> EXERCISE TASKS
a – Reproduce the part of the newsletter excerpt on science and road pricing from "None of this" to "particular, read this.)".
b – Write what comes next in the newsletter excerpt on science and road pricing, starting after its last sentence.

> TEXT UNDER STUDY
I find the division between a scientist and an industrialist somewhat artificial. It’s possible to embody both – untapped innovation potential lies at this intersection. What often makes an outstanding scientist is the ability to navigate science with an entrepreneurial mindset – not necessarily driven by profit-making, but rather by an ambitious vision for impact. It just so happens that great ambitions can often lead to great rewards. As an industrialist, you strive for impact and lay the practical steps to get there. As a scientist, you make impossible things possible – bending reality to the will of ambition for impact.
When it comes to bridging the scientific and entrepreneurial worlds, I’m following ARIA’s updates with keen interest. As part of its experiment to diversify institutional models by teaming up with ‘activation partners’, it recently announced a collaboration with Fifty Years, which will launch its company creation programme in the UK to help translate breakthrough science into deep tech startups. There are more similar partnerships to come. Mechanisms like these that are breaking down the barrier between science and industry could drive the cultural shift we need.
🚦 Eamonn Ives, Research Director
Whether it’s finance or fashion or theatre, New York City leads the world in many ways. In other respects, it’s still playing catch up. One of those is road pricing for traffic – with the Big Apple only adopting it this month. In comparison, London has been charging vehicles to drive into its city centre since 2003, Stockholm likewise since 2007, and road pricing poster child Singapore has done so for nearly half a century.
Since 5 January, drivers entering a zone below 60th Street into downtown Manhattan between 5am and 9pm are now liable for a $9 fee, with higher charges for bigger vehicles like vans and trucks. Data released by the Metropolitan Transportation Authority suggests the scheme is working – with traffic already down by 8%, and increased speeds recorded across all tunnels and bridges in the affected area.
None of this should come as a surprise. Allocating resources – in this case road space, or perhaps thought of more accurately as a better guarantee of quicker, more predictable journeys – via prices is generally a far superior option to allocating them with time or other mechanisms. (For a whole list of other reasons to support road pricing in particular, read this.)

> RECORDS SUPPLIED

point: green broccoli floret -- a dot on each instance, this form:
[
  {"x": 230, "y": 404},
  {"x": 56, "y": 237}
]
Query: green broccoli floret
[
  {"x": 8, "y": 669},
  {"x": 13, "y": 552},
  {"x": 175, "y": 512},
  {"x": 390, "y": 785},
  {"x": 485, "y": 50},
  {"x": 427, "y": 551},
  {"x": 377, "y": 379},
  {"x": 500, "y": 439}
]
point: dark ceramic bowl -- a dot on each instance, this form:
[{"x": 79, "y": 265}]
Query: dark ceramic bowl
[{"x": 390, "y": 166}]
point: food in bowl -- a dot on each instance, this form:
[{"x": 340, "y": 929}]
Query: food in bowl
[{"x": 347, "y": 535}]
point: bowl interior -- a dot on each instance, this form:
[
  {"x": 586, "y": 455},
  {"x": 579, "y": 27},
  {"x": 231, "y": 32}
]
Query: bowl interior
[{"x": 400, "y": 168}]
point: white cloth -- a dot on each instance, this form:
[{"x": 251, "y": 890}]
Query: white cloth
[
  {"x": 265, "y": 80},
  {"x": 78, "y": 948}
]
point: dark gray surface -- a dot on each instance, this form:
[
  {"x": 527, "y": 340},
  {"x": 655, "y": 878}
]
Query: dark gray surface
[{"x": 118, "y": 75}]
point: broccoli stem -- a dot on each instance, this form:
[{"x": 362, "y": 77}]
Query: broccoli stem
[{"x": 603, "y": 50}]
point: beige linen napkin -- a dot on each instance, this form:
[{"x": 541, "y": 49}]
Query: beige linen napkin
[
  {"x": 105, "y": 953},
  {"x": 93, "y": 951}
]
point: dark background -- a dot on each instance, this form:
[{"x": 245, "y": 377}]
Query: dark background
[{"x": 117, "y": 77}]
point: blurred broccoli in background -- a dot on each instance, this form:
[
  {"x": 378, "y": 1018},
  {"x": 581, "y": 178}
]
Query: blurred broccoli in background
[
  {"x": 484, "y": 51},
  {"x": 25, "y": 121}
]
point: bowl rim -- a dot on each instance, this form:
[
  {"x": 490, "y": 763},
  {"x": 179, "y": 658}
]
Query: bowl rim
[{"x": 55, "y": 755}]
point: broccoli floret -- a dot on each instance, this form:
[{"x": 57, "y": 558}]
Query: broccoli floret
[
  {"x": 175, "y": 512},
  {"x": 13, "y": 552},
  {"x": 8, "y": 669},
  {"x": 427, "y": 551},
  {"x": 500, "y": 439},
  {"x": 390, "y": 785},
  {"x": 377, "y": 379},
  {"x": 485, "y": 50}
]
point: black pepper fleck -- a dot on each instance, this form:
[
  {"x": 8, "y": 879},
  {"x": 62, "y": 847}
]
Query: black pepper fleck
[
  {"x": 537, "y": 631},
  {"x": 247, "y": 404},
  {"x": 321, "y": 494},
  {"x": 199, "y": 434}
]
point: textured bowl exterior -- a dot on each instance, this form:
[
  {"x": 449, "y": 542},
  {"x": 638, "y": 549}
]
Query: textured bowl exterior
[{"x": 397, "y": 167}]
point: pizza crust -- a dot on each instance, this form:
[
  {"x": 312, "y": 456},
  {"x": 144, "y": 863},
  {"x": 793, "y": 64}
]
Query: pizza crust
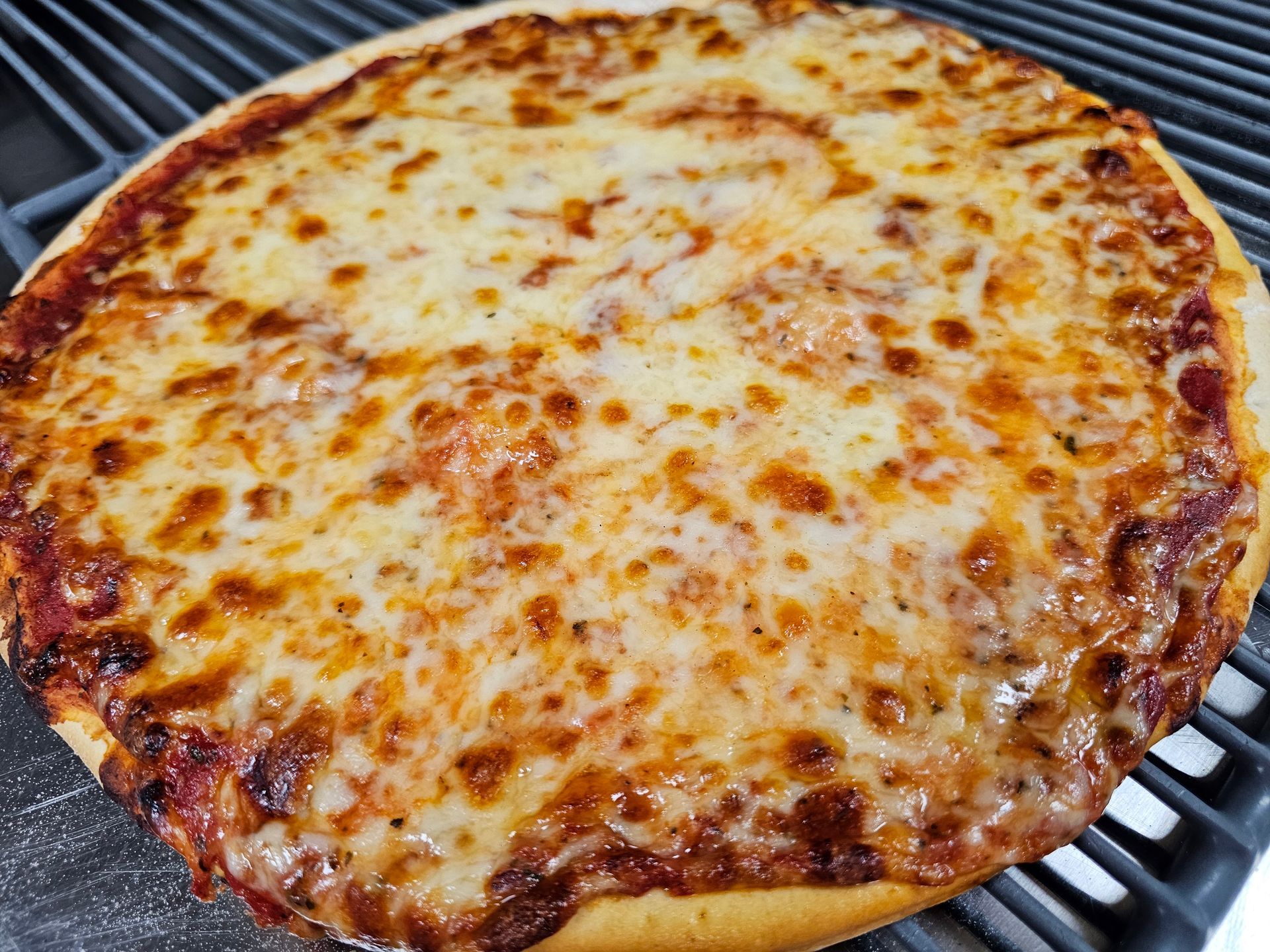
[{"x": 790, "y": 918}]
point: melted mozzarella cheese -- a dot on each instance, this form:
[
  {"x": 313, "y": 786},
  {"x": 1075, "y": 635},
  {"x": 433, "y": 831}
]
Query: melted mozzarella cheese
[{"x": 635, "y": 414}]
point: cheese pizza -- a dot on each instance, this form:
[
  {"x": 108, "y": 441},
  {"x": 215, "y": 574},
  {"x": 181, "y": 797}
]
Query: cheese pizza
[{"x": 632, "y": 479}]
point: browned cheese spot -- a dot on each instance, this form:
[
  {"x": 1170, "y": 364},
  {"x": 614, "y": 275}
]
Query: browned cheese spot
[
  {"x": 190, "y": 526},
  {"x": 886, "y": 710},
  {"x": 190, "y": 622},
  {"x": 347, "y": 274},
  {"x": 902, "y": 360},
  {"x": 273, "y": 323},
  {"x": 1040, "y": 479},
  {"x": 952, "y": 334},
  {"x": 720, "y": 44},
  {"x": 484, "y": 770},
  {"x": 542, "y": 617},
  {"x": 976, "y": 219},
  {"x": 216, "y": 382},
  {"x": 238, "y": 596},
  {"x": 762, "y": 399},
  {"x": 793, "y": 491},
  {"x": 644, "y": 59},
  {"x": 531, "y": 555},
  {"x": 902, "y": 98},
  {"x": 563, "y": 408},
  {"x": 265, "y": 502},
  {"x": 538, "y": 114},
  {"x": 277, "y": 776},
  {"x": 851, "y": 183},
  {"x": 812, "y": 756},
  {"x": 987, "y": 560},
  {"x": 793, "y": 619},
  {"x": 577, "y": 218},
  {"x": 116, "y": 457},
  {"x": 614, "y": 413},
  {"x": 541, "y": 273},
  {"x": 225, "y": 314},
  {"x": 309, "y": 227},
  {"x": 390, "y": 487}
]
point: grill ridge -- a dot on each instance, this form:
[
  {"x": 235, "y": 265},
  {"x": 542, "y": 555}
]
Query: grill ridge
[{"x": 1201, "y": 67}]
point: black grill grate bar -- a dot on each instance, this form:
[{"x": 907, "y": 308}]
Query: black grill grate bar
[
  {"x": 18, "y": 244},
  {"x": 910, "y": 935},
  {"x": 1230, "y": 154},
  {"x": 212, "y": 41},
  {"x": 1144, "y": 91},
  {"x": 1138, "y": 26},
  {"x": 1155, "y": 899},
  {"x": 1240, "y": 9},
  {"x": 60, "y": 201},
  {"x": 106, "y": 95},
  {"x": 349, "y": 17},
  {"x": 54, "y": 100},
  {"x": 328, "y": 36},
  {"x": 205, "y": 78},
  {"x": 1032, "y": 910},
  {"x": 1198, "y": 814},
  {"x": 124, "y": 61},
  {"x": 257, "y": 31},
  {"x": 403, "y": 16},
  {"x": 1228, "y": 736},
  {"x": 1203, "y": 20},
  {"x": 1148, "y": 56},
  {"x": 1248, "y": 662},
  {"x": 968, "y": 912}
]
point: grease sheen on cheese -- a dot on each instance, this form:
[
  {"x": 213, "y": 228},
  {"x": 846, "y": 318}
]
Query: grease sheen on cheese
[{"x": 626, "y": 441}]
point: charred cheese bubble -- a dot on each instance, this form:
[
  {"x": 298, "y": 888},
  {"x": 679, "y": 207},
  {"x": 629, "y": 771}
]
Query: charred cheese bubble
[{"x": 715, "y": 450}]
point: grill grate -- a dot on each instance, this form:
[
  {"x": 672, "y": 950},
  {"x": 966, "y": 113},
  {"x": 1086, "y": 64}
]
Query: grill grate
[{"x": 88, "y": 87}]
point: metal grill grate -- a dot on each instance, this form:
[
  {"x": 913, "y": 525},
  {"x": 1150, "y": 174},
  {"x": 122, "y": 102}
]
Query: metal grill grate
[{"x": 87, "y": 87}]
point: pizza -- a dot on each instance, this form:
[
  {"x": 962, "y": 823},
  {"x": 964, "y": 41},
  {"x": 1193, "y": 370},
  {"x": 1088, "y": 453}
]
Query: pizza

> EXERCISE RESULTS
a –
None of this should come as a surprise. Allocating resources – in this case road space, or perhaps thought of more accurately as a better guarantee of quicker, more predictable journeys – via prices is generally a far superior option to allocating them with time or other mechanisms. (For a whole list of other reasons to support road pricing in particular, read this.)

b –
Yet while a step in the right direction, NYC’s congestion charge is far from perfect. It is not especially dynamic, in the sense that it doesn’t continually adjust to when demand – or traffic – is high or low. As Ethereum Co-Founder Vitalik Buterin explains: “Price uncertainty is better than time uncertainty (paying $10 more today is fine if you pay $10 less tomorrow, but you can’t compensate being 30 min late for a flight or meeting by being 30 min early to the next one).”
As a Londoner, my main takeaway from Manhattan’s belated embrace of road pricing is that we should think about how to improve our capital’s own scheme. Stagnating average road speeds suggest that the daily fee is currently set too low, at least during the morning and evening rush hours. New bands that apply a surge price between 7-9am and 5-7pm should be trialled. Furthermore, we should apply the spirit of congestion pricing to other aspects of London’s transport network. Adding an additional charge, for example, for tapping in and out at certain busy Underground stops which suffer from dangerously overcrowded platforms would smooth out numbers by incentivising people to use other stations.
Agglomeration is essential for successful entrepreneurship, and to maximise the amount we get in our cities, people need to be able to get around quickly. Short of building more infrastructure, the simple logic of prices may be our best tool for keeping places moving.